Wat je doet
Vervang in alle gegevens hieronder "place a dot" door "put a marker" en neem de regels verder ongewijzigd over. Laat de afbeeldingen weg uit je antwoord.

Gegevens
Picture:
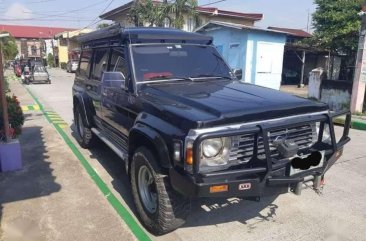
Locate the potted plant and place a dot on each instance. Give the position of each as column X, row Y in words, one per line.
column 10, row 154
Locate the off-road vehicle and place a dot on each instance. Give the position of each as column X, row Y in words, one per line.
column 167, row 103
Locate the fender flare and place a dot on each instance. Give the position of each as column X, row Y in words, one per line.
column 154, row 137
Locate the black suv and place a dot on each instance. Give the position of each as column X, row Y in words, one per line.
column 167, row 103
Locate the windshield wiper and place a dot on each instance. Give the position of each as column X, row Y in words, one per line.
column 203, row 76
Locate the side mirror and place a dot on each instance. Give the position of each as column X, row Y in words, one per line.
column 238, row 73
column 113, row 79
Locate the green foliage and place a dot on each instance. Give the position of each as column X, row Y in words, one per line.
column 16, row 117
column 63, row 65
column 10, row 49
column 151, row 13
column 50, row 60
column 337, row 25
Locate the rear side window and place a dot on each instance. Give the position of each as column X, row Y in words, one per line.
column 84, row 68
column 118, row 62
column 100, row 63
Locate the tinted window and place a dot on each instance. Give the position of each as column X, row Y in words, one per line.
column 100, row 62
column 85, row 63
column 118, row 62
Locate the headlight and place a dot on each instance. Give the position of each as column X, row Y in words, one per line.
column 212, row 147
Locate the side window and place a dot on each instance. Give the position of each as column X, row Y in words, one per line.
column 84, row 67
column 100, row 62
column 118, row 62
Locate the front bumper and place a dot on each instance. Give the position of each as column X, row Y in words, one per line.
column 259, row 181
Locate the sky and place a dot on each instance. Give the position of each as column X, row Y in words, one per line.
column 83, row 13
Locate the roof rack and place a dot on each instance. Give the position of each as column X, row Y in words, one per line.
column 103, row 33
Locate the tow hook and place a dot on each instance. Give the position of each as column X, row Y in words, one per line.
column 254, row 199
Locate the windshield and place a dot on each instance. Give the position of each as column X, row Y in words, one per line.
column 177, row 61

Uitwerking
Picture:
Locate the potted plant and put a marker on each instance. Give the position of each as column X, row Y in words, one per line.
column 10, row 154
Locate the off-road vehicle and put a marker on each instance. Give the position of each as column X, row Y in words, one per line.
column 167, row 103
Locate the fender flare and put a marker on each instance. Give the position of each as column X, row Y in words, one per line.
column 154, row 137
Locate the black suv and put a marker on each instance. Give the position of each as column X, row Y in words, one per line.
column 167, row 103
Locate the windshield wiper and put a marker on each instance. Give the position of each as column X, row Y in words, one per line.
column 203, row 76
Locate the side mirror and put a marker on each instance. Give the position of each as column X, row Y in words, one per line.
column 238, row 73
column 113, row 79
Locate the green foliage and put a marker on each instance. Give the position of each as column X, row Y in words, one per line.
column 16, row 117
column 63, row 65
column 10, row 49
column 151, row 13
column 50, row 60
column 337, row 25
Locate the rear side window and put a marker on each instance. Give the position of each as column X, row Y in words, one per line.
column 84, row 68
column 118, row 62
column 100, row 63
Locate the tinted window and put a marker on each instance. Give the position of each as column X, row Y in words, one per line.
column 100, row 62
column 85, row 63
column 118, row 62
Locate the headlight and put a marker on each instance. Give the position of each as column X, row Y in words, one per line.
column 212, row 147
Locate the side window and put a marker on each instance. Give the position of each as column X, row Y in words, one per line.
column 84, row 67
column 100, row 62
column 118, row 62
Locate the front bumper and put a marker on each instance. Give the position of each as column X, row Y in words, one per line.
column 259, row 181
Locate the sky and put a marker on each instance. Give the position of each as column X, row Y in words, one per line.
column 83, row 13
Locate the roof rack and put a marker on each instance. Give the position of each as column X, row Y in words, one per line.
column 103, row 33
Locate the tow hook and put a marker on each instance. Give the position of each as column X, row Y in words, one per line.
column 254, row 199
Locate the windshield and put a marker on each instance. Give the position of each as column X, row Y in words, one per line.
column 177, row 61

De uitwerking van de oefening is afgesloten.